### Problem to work on
Your task is to return the span of lines beginning at the one with "pixel 490 250" and ending at the last line of the data, exactly as it stands.

#####

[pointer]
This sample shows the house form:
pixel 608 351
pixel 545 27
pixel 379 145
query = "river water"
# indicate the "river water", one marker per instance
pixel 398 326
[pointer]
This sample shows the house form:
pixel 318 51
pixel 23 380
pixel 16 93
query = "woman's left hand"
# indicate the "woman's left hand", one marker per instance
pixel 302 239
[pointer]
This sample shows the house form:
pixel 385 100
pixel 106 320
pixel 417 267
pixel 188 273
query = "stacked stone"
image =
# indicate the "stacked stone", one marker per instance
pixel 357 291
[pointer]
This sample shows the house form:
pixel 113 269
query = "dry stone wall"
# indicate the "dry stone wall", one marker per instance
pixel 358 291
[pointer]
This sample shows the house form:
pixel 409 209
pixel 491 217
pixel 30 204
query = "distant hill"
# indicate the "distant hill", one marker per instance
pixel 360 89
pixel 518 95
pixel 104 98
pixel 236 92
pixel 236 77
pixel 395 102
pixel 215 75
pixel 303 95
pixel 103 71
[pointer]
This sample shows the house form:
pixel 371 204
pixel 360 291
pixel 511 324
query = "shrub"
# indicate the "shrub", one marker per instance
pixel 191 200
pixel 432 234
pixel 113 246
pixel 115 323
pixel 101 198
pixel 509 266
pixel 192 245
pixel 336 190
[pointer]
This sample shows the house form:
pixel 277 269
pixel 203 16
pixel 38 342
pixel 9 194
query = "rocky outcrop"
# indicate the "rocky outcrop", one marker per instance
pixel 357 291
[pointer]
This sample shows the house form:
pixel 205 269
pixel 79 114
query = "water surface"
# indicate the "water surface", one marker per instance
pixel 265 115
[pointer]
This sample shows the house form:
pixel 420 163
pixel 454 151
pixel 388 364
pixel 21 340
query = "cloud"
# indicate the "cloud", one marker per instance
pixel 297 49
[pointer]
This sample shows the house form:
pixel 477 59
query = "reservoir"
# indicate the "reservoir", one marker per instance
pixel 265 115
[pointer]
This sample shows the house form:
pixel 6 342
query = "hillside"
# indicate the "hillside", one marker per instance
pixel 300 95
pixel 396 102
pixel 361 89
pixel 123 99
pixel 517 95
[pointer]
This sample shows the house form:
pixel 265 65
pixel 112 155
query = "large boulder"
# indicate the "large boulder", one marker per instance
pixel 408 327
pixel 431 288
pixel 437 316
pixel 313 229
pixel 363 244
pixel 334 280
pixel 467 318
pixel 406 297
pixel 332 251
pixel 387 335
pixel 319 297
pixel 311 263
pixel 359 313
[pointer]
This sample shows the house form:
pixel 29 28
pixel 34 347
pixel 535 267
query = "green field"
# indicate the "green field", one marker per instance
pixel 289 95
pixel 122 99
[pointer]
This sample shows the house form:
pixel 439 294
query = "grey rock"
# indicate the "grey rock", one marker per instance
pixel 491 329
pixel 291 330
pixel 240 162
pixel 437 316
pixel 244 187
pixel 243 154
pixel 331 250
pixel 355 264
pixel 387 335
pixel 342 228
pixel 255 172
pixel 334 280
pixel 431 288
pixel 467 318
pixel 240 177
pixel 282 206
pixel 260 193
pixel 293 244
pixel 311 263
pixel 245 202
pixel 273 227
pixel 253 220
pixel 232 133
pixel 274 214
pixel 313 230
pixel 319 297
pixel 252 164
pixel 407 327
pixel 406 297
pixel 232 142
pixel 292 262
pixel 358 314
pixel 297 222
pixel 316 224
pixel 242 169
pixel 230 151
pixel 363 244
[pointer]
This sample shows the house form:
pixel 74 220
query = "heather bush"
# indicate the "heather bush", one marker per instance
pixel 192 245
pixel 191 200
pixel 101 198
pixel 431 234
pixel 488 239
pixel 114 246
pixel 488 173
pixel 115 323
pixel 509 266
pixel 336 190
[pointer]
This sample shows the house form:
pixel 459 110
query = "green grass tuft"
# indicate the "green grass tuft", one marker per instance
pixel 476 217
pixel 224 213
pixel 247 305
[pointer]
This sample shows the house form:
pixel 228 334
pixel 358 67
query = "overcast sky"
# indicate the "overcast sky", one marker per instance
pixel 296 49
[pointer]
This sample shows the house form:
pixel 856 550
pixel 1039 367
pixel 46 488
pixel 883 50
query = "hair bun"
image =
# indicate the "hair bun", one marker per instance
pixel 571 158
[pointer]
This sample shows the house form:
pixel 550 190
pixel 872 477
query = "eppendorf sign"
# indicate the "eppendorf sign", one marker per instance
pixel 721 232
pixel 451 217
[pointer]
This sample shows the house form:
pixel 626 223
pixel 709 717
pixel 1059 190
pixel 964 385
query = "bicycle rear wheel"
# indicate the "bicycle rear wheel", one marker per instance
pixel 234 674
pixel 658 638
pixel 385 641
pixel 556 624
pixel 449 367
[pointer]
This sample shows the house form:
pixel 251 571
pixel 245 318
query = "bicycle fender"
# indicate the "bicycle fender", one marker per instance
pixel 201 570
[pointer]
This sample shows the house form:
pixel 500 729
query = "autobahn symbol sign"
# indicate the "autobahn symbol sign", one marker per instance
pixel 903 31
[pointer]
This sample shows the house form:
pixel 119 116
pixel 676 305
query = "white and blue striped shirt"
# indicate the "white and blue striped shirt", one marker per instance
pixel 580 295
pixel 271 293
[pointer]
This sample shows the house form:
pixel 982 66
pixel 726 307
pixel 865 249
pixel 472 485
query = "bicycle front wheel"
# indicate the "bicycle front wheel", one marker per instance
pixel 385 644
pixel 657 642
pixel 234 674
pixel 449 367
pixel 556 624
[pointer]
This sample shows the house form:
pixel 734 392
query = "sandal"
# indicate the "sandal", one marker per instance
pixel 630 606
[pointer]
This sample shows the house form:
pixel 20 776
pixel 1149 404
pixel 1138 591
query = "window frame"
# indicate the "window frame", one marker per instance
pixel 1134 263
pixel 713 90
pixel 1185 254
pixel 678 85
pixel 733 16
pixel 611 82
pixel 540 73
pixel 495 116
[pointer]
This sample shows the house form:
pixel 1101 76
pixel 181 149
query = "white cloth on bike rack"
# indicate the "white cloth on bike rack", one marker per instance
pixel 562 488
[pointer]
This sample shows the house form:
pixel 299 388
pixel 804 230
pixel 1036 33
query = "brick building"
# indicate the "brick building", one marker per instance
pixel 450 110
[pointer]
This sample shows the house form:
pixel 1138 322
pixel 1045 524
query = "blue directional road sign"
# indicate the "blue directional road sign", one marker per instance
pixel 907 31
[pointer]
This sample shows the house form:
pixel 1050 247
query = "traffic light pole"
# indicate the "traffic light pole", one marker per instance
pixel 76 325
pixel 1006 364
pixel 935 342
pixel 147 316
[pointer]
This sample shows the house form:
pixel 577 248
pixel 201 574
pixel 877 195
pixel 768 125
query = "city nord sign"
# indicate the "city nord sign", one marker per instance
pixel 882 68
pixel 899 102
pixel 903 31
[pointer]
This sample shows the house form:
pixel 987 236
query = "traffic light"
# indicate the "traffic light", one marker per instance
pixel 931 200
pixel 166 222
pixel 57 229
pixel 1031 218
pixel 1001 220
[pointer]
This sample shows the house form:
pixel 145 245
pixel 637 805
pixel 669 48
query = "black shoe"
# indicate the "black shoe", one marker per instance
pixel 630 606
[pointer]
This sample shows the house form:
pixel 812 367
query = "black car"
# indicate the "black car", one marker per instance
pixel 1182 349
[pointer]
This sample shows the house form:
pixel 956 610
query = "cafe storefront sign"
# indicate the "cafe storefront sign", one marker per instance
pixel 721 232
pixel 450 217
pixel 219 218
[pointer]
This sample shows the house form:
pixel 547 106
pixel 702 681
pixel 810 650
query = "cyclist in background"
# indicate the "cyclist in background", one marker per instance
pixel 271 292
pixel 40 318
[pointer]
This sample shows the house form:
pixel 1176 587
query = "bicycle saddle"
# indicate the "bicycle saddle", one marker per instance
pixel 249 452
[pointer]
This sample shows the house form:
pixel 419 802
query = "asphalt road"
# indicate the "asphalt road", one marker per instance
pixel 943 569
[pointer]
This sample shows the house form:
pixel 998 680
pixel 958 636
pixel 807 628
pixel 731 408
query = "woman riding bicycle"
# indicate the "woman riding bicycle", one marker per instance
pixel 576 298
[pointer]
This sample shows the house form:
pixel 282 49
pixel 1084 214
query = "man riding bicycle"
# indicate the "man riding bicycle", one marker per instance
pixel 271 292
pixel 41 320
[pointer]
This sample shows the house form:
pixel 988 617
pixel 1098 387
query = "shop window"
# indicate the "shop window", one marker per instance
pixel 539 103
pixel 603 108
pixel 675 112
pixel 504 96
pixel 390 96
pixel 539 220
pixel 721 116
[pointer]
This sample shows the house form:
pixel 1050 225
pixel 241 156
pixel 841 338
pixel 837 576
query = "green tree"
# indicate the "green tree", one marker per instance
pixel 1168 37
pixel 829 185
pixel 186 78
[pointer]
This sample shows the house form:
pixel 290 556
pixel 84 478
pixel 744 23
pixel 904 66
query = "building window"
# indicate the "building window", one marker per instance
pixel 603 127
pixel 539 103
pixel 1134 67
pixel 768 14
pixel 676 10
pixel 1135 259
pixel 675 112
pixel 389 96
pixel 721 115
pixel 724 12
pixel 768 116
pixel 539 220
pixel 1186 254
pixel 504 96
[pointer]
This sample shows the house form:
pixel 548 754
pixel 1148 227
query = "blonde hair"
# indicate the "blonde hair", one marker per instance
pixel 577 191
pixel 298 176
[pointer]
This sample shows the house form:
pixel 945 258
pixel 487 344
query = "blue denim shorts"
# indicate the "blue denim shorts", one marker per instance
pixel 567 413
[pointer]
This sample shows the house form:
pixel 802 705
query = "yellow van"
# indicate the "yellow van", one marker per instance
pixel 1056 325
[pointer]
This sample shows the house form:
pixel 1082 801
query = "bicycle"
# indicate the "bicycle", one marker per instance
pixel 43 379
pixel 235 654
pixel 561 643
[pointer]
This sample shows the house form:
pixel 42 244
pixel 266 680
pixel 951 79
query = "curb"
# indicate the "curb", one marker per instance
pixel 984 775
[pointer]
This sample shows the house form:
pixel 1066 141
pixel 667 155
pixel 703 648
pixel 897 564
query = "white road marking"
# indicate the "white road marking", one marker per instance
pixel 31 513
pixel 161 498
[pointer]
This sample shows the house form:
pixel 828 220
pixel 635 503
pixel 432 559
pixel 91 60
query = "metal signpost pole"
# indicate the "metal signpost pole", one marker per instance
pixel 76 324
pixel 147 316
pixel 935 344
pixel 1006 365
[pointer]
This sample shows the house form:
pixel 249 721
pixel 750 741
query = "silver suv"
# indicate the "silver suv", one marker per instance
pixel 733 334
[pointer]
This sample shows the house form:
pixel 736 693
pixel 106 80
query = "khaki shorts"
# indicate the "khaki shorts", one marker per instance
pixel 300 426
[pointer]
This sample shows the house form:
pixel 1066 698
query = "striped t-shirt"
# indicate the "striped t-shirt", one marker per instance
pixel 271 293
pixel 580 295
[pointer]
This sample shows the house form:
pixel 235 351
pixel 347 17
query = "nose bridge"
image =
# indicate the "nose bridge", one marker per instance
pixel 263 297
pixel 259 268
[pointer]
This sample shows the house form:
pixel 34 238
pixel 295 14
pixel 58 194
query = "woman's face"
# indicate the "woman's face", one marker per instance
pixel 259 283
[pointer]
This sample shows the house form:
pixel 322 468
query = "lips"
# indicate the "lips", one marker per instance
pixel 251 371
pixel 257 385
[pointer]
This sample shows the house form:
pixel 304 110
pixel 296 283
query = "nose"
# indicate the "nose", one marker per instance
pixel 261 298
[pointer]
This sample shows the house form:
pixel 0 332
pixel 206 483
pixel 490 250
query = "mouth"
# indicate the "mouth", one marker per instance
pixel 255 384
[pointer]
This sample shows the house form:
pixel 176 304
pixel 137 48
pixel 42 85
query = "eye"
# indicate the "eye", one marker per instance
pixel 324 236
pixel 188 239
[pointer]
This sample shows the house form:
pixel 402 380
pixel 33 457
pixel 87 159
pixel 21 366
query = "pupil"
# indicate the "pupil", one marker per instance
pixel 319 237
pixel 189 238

#####

### Your solution
pixel 490 250
query = "mouth"
# indicate the "mouth", one marker per instance
pixel 255 384
[pointer]
This sample shows the house form:
pixel 176 304
pixel 137 48
pixel 42 85
query = "eye"
# indicate the "eye", one marker per instance
pixel 324 236
pixel 188 239
[pointer]
This sample shows the house form:
pixel 402 380
pixel 33 457
pixel 87 159
pixel 21 366
query = "pupil"
# indicate the "pupil", one marker per instance
pixel 319 237
pixel 189 238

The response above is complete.